Set out the data below as a Markdown table with two columns, Row and Line. Number each line in Row, put the line itself in Line, and skip blank lines.

Provided information
◇ ◇ ◇ ◇
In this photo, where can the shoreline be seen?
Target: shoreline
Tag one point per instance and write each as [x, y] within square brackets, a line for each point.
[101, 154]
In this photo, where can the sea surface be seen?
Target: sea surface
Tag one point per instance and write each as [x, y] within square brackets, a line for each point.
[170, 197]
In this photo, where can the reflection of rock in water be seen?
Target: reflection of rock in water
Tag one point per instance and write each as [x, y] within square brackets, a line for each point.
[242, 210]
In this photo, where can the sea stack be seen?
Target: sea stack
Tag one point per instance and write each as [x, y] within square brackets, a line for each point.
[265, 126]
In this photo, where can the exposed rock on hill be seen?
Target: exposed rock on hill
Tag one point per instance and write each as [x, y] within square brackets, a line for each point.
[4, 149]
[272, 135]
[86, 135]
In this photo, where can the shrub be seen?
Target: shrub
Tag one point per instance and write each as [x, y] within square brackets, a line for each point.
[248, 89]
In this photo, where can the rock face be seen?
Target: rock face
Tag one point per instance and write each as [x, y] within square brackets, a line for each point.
◇ ◇ ◇ ◇
Solution
| Row | Line |
|---|---|
| 1 | In this photo, where can the shoreline be seen? |
| 2 | Target: shoreline |
| 3 | Tag one point per instance and write each as [x, y] within square brackets, a line for each point. |
| 4 | [101, 154] |
| 5 | In this photo, where can the sea surface be seen? |
| 6 | Target: sea surface |
| 7 | Tag one point per instance and write each as [x, y] within square brackets, a line for each point. |
| 8 | [170, 197] |
| 9 | In this photo, where can the reflection of rock in water be seen? |
| 10 | Target: reflection of rock in water |
| 11 | Tag one point per instance and write each as [x, y] within square brackets, a line for each point. |
| 12 | [242, 210] |
| 13 | In this photo, where can the sea stack be seen? |
| 14 | Target: sea stack |
| 15 | Tag one point per instance and write each as [x, y] within square brackets, a line for each point. |
| 16 | [265, 126] |
| 17 | In this photo, where can the exposed rock on hill be seen? |
| 18 | Target: exposed rock on hill |
| 19 | Tag one point per instance and write each as [x, y] within square brackets, a line for each point. |
| 20 | [4, 149] |
| 21 | [272, 135] |
| 22 | [86, 135] |
| 23 | In this photo, where can the shrub be seen? |
| 24 | Target: shrub |
| 25 | Tag one point per instance and write each as [x, y] within square brackets, a line for each point. |
| 26 | [248, 89] |
| 27 | In this photo, where can the rock face be seen? |
| 28 | Target: rock face |
| 29 | Tag one point per instance and write each as [x, y] within square brackets, a line for each point. |